▶ [Document]

=======

# Game #3: Cavs @ Grizzlies (11/5/2005)



## remy23 (Aug 15, 2002)

*VS* 

*Cleveland Cavaliers* *(1-1) @* *Memphis Grizzlies* *(1-1)*

_*STARTERS*_


*BENCH*


*TIME:* 5:00 pm PT, 8:00 pm ET
*TV:* *NBALP*, *WUAB*
*Radio:* *WTAM 1100*
*Location:* *FedExForum*, Memphis, Tennessee

Two games into the season, Cleveland has blown a team out and proceeded to get blown out themselves. There’s no time to feel down on themselves after the loss against the Spurs, as Cleveland has another tough game on the road. The Cavs played the Grizzlies well last season but like Cleveland, Memphis has made changes of their own. Pau Gasol tends to play well against Cleveland, look for him to do damage. Larry Hughes and Eddie Jones should be a good match up. Larry is going to need to stay home more with this assignment. LeBron and Zydrunas need to attack their match ups. Each has the ability to command a double team. Unlike last game, LeBron is going to need his teammates to show up from the jump and not take long to assimilate themselves into the game.


----------



## Benedict_Boozer (Jul 16, 2004)

I think this is a must win game. We need to bounce back and build some confidence on the road. 

Larry was finding his shot against the Spurs but was having some difficulty on D which took him out of his game. Eddie Jones should be a much better matchup for him and i'd like to see him as the facilitator of the offense like he was against NO. 

We need to push the tempo a little bit more too, LBJ and LH are open court players and we need them to play off each other rather than so much isolation play.


----------



## Cap (Nov 5, 2003)

This should be a W, unless the SA game really affected their confidence. But it's on the road, so...


----------



## MemphisX (Sep 11, 2002)

EHL said:


> This should be a W, unless the SA game really affected their confidence. But it's on the road, so...



Hmmm..._should be_ a W? Me thinks the Cavs been reading their press clippings :clown:


----------



## Larry Hughes for Retirement (Jul 5, 2004)

If we stop Gasol that game should be ours. They are just a very deep team with good talent no other superstar other than Gasol. I wound if big Z will guard him as he did Tim Duncan, and in the first half of the SA game i would say Zydrunas did a great job on him.


DJ has to start or get in the game earlier, if Snow wasnt stopping Parker then there was no point for him to be on the floor.


----------



## futuristxen (Jun 26, 2003)

Is Battier out for this game?

=======

▶ [Task requirements]
a – From the Cavs–Grizzlies game thread, copy the text between "## Benedict_Boozer (Jul" and "(Nov 5, 2003)", inclusive.
b – Summarize the Cavs–Grizzlies game thread in two sentences.
c – Answer these questions using the Cavs–Grizzlies game thread:
(i) Where is the game being played?
(ii) Which radio station carries the game?
(iii) According to the poster "Larry Hughes for Retirement," who did a great job on Tim Duncan in the first half of the SA game?

[Dataset items]
=======

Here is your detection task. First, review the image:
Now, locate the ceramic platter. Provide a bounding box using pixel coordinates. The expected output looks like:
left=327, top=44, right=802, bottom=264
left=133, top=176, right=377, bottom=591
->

=======

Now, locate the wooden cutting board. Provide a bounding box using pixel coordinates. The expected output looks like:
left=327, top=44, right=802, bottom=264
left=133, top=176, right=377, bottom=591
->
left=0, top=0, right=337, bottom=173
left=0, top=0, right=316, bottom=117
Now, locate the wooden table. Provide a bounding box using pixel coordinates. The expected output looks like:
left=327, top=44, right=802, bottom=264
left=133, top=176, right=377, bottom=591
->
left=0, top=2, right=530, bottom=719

=======

▶ [Task-by-task results]
a –
## Benedict_Boozer (Jul 16, 2004)

I think this is a must win game. We need to bounce back and build some confidence on the road. 

Larry was finding his shot against the Spurs but was having some difficulty on D which took him out of his game. Eddie Jones should be a much better matchup for him and i'd like to see him as the facilitator of the offense like he was against NO. 

We need to push the tempo a little bit more too, LBJ and LH are open court players and we need them to play off each other rather than so much isolation play.


----------



## Cap (Nov 5, 2003)

b – The opening post previews Cleveland's road game at Memphis after a blowout loss to the Spurs, warning that Pau Gasol tends to play well against Cleveland and pointing to matchups such as Larry Hughes against Eddie Jones. Replies call it a must-win or a game that should be won, urge a faster tempo and stopping Gasol, and one poster asks whether Battier is out.

c –
(i) FedExForum, Memphis, Tennessee
(ii) WTAM 1100
(iii) Zydrunas